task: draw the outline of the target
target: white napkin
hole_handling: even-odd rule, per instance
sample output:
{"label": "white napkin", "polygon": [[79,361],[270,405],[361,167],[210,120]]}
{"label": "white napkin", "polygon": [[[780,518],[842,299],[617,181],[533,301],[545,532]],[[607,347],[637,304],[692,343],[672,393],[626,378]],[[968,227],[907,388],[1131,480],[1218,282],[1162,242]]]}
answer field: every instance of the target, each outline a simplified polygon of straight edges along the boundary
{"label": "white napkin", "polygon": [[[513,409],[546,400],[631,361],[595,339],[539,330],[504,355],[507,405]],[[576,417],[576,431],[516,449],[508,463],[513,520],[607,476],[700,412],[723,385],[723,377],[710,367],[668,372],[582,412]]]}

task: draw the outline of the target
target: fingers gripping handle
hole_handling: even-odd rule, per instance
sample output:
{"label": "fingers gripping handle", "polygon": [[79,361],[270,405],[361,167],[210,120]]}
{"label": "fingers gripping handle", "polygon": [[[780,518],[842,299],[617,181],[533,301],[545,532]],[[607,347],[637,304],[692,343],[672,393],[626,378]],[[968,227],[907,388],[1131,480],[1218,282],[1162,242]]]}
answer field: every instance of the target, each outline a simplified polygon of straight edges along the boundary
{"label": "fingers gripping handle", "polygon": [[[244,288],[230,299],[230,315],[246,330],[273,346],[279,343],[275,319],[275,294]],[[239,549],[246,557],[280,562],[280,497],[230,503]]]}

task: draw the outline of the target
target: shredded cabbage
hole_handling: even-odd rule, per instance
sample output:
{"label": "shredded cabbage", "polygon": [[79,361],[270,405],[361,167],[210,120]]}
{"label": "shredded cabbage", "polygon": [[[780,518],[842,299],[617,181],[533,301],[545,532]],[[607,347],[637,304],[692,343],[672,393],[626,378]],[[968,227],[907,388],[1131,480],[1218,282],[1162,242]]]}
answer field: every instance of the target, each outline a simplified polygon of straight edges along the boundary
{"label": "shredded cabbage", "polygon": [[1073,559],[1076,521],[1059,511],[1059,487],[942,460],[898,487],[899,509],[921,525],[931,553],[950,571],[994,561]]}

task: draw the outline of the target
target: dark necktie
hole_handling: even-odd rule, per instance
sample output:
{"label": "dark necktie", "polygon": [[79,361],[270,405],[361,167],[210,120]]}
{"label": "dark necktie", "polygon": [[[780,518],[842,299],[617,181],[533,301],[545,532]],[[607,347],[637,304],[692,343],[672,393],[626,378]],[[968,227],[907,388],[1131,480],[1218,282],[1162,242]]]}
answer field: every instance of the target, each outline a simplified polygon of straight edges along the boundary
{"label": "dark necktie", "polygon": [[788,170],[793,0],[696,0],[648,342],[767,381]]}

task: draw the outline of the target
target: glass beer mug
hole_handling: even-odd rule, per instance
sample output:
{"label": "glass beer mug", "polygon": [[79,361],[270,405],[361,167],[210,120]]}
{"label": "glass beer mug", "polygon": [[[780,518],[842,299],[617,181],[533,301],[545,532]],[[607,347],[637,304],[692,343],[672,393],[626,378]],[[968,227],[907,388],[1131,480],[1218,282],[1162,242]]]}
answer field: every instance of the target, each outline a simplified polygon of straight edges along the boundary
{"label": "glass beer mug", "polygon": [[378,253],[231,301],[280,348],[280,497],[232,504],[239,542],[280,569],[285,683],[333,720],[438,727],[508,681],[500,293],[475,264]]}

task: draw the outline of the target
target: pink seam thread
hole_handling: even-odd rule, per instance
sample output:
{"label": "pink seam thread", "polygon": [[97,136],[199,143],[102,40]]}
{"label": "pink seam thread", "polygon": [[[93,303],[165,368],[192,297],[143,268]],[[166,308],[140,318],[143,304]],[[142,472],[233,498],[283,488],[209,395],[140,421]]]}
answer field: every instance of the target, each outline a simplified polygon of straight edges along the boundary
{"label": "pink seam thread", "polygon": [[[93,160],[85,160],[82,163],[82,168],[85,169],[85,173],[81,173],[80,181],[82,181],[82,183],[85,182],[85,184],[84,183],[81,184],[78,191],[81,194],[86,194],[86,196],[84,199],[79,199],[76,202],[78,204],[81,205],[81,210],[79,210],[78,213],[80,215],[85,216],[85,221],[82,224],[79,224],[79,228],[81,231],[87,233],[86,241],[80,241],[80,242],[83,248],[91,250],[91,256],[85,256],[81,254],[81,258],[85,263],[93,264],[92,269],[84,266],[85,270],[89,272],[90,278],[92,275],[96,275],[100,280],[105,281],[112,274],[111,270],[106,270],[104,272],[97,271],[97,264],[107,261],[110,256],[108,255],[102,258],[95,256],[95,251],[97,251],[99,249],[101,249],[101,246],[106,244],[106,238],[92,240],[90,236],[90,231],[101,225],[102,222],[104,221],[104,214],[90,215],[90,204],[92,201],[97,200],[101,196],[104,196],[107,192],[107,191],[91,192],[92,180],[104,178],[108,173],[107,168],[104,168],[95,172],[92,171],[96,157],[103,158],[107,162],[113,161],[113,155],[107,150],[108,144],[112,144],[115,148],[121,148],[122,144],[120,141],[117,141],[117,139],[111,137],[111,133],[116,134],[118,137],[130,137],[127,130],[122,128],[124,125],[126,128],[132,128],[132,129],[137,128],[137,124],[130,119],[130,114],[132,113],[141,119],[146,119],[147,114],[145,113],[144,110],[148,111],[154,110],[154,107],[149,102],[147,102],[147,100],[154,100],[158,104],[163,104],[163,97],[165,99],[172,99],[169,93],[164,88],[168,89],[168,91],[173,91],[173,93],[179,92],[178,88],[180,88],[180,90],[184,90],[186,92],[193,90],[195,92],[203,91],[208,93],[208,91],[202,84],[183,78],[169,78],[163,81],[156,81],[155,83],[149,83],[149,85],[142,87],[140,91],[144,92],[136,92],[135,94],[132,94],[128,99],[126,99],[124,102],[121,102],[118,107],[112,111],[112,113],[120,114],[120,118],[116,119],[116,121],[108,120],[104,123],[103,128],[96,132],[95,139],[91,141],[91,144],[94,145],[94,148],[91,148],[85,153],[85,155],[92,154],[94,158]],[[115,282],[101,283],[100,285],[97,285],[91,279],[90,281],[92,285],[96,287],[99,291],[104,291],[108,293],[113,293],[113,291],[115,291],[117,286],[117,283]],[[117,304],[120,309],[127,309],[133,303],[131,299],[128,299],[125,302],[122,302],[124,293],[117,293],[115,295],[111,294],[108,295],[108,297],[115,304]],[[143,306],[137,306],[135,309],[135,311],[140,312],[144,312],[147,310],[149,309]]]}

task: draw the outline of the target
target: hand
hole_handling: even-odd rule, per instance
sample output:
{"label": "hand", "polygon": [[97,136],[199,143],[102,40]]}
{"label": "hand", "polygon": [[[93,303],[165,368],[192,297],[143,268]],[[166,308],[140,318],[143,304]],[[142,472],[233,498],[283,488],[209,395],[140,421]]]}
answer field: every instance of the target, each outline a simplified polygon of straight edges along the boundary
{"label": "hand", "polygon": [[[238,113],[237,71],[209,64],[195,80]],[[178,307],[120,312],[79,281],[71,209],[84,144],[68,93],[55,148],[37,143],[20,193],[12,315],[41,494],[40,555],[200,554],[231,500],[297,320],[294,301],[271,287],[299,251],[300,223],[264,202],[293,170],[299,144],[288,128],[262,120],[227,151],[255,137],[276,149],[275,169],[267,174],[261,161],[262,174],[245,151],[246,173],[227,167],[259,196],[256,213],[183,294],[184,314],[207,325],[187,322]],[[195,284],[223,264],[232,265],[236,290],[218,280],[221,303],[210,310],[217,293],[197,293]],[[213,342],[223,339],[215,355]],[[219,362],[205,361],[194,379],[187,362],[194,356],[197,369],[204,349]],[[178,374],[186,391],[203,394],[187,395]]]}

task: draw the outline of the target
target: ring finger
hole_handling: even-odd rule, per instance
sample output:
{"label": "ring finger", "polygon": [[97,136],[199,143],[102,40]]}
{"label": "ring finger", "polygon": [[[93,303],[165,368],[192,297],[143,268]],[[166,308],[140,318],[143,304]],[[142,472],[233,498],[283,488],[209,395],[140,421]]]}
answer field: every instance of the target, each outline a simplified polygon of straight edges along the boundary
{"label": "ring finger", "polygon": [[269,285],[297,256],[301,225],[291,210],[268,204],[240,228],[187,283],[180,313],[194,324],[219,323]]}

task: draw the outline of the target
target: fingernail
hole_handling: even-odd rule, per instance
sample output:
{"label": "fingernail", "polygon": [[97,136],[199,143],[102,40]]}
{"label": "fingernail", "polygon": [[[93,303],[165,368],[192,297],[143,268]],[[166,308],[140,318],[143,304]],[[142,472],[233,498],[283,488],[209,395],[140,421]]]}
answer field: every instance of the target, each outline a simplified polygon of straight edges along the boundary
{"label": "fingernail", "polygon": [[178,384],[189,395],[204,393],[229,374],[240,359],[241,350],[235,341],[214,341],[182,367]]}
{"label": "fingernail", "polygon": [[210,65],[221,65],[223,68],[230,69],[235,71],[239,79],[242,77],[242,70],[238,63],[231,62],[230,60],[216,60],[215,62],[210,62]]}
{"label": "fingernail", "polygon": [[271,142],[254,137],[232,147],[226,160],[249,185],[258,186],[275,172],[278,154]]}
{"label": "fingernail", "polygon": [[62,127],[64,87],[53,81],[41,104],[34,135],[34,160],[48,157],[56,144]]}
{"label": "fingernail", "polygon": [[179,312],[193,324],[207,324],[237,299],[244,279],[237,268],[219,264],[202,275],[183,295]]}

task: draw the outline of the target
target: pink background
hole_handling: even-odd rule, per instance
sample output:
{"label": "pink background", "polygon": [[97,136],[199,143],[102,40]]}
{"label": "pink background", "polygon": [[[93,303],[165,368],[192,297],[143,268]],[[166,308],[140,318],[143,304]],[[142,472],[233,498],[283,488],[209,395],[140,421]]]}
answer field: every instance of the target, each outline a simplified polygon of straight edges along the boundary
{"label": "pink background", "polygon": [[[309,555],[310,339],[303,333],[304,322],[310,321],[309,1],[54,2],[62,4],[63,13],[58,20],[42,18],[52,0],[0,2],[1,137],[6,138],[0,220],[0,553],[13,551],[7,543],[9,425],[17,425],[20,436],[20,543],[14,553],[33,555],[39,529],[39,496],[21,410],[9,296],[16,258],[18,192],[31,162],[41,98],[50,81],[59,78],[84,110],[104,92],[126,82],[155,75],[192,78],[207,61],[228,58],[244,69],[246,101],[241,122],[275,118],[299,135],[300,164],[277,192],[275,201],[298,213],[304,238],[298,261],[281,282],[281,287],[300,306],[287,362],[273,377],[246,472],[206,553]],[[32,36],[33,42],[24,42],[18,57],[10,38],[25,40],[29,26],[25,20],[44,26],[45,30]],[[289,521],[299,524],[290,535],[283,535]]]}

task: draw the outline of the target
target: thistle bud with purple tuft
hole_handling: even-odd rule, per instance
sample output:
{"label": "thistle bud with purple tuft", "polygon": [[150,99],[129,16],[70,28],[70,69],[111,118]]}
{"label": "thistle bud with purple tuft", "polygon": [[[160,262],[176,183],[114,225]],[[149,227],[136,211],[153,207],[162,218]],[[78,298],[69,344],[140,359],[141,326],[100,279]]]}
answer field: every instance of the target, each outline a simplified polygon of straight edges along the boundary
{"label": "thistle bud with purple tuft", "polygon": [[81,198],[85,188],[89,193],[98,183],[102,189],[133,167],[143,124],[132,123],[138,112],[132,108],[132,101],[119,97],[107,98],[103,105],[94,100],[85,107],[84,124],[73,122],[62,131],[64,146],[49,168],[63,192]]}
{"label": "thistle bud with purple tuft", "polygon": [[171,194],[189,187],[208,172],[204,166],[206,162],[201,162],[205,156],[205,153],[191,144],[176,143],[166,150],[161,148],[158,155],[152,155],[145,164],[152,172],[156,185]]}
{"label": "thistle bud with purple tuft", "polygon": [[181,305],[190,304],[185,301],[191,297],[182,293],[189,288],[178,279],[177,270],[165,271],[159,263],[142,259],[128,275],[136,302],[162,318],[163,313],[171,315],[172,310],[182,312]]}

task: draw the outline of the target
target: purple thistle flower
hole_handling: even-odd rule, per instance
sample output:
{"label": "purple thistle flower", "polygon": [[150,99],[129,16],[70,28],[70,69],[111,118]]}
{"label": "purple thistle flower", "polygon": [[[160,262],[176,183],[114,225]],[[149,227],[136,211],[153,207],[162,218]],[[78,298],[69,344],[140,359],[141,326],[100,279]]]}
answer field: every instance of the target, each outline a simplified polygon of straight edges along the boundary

+--

- The request -
Show every line of the material that contains the word "napkin", copying each one in full.

- Solution to this exercise -
target: white napkin
{"label": "white napkin", "polygon": [[79,361],[270,405],[361,167],[210,120]]}
{"label": "white napkin", "polygon": [[[780,518],[842,299],[617,181],[533,301],[545,532]],[[607,347],[637,304],[692,343],[672,393],[626,378]],[[968,227],[907,388],[1131,480],[1218,282],[1162,242]]]}
{"label": "white napkin", "polygon": [[[513,409],[546,400],[631,361],[595,339],[539,330],[504,355],[507,405]],[[576,417],[576,431],[516,449],[508,463],[513,520],[607,476],[700,412],[723,385],[723,377],[710,367],[668,372],[582,412]]]}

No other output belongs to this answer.